Methyl isobutyl ketone (MIBK) is the common name for the organic compound 4-methylpentan-2-one, condensed chemical formula (CH3)2CHCH2C(O)CH3. This colourless liquid, a ketone, is used as a solvent for gums, resins, paints, varnishes, lacquers, and nitrocellulose.

Production
At laboratory scale, MIBK can be produced via a three-step process using acetone as the starting material. Self-condensation, a type of aldol reaction, produces diacetone alcohol, which readily dehydrates to give 4-methylpent-3-en-2-one (commonly, mesityl oxide). Mesityl oxide is then hydrogenated to give MIBK.

Industrially, these three steps are combined. Acetone is treated with a strongly acidic, palladium catalyst-doped cation exchange resin under medium pressure of hydrogen. Several million kilograms are produced annually.

Uses 

MIBK is used as a solvent for nitrocellulose, lacquers, and certain polymers and resins.

Precursor to 6PPD
Another major use is as a precursor to N-(1,3-dimethylbutyl)-N'''-phenyl-p''-phenylene diamine (6PPD), an antiozonant used in tires. 6PPD is prepared by reductive coupling of MIBK with 4-aminodiphenylamine.

:: Task set ::
1: Answer the following questions using the passage on methyl isobutyl ketone.
(a) What starting material does the laboratory-scale process use?
(b) Which metal is the catalyst that dopes the cation exchange resin in industrial production?
(c) With which compound is MIBK reductively coupled to prepare 6PPD?
2: Extract every line of the records that contains the string "holder". Matching is case-sensitive.

:: Provided entries ::

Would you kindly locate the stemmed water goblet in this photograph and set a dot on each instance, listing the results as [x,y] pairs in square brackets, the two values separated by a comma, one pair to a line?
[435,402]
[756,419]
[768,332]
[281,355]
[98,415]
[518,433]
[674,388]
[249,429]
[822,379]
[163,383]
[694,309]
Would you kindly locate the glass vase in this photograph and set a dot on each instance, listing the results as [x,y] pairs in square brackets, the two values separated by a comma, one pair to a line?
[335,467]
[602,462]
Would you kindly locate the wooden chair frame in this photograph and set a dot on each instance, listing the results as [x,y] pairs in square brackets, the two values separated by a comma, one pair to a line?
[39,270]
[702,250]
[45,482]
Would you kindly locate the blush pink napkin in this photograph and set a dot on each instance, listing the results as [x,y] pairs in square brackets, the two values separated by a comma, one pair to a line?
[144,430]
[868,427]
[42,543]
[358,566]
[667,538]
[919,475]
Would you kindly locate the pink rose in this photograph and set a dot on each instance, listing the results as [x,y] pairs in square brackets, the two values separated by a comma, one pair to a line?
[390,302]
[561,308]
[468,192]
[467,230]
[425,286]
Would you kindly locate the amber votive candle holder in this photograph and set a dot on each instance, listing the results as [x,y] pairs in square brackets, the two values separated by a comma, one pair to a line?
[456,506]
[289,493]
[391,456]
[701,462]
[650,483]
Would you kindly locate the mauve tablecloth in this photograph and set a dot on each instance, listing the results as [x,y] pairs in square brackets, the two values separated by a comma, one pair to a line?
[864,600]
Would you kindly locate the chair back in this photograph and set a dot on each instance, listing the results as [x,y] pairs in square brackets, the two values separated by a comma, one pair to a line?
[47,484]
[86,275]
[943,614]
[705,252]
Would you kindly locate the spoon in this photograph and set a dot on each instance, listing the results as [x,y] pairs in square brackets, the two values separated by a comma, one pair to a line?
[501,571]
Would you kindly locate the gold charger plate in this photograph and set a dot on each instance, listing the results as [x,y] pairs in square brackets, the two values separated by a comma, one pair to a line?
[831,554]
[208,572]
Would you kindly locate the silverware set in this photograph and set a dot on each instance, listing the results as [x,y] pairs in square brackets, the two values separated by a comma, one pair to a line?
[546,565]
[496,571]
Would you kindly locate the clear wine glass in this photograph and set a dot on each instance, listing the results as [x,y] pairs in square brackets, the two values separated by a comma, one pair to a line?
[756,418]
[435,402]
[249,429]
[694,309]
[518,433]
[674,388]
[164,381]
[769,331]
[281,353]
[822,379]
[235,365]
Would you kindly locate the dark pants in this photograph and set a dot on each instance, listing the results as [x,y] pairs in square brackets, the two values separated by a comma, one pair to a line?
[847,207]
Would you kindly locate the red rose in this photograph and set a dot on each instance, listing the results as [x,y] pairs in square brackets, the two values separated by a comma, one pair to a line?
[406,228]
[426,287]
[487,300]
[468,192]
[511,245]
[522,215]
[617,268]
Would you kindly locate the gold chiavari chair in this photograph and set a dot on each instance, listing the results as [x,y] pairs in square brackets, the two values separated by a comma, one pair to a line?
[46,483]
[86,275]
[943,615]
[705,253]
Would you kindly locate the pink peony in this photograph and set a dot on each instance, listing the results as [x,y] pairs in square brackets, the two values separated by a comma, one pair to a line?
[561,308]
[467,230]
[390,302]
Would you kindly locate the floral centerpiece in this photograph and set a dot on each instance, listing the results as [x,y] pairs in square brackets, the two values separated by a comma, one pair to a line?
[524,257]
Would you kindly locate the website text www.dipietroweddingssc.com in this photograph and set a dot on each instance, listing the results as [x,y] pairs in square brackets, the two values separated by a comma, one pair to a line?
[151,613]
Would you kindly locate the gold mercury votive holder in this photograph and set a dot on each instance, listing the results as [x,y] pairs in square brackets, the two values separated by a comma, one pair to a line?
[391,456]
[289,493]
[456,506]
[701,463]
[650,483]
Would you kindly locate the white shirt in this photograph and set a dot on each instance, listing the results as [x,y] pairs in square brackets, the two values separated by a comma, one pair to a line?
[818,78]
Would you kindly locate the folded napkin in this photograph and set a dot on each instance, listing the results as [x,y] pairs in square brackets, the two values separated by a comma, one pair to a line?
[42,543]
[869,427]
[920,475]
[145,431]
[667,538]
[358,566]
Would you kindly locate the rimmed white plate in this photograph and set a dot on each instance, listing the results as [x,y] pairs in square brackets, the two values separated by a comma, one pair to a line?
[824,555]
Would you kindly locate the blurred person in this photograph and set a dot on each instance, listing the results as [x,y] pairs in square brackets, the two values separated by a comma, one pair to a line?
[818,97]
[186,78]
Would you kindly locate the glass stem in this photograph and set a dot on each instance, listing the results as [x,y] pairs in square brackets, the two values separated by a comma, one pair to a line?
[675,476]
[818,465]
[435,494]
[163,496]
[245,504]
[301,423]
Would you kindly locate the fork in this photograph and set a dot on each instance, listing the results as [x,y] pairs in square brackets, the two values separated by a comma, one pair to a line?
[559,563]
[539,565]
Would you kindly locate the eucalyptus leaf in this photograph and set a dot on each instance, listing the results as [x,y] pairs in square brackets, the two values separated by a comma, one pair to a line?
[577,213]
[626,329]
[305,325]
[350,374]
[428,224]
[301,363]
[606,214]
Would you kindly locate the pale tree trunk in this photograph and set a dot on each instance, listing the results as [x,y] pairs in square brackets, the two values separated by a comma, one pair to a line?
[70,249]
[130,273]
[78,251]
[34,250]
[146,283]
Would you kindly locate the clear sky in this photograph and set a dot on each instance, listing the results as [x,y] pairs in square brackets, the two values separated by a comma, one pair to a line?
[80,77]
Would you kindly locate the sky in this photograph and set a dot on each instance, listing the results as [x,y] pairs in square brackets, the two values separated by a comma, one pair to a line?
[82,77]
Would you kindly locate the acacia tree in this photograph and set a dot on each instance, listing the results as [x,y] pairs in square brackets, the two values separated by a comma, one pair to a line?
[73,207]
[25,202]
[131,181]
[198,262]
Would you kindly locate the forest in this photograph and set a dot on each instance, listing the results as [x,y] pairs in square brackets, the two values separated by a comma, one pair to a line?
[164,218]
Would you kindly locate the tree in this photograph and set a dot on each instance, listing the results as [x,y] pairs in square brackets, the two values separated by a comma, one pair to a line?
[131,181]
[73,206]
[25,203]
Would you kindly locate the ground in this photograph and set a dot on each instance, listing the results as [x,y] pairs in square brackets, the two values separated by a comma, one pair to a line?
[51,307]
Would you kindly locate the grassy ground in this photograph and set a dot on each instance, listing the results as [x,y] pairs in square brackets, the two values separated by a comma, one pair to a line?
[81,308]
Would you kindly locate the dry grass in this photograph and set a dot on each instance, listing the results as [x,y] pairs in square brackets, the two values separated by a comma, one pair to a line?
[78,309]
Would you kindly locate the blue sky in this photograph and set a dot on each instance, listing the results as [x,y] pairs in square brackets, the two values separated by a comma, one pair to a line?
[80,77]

:: Solutions to the tasks ::
1:
(a) Acetone
(b) Palladium
(c) 4-aminodiphenylamine

2:
Would you kindly locate the amber votive candle holder in this photograph and set a dot on each instance, listing the results as [x,y] pairs in square brackets, the two values separated by a comma, one pair to a line?
Would you kindly locate the gold mercury votive holder in this photograph and set a dot on each instance, listing the results as [x,y] pairs in square brackets, the two values separated by a comma, one pair to a line?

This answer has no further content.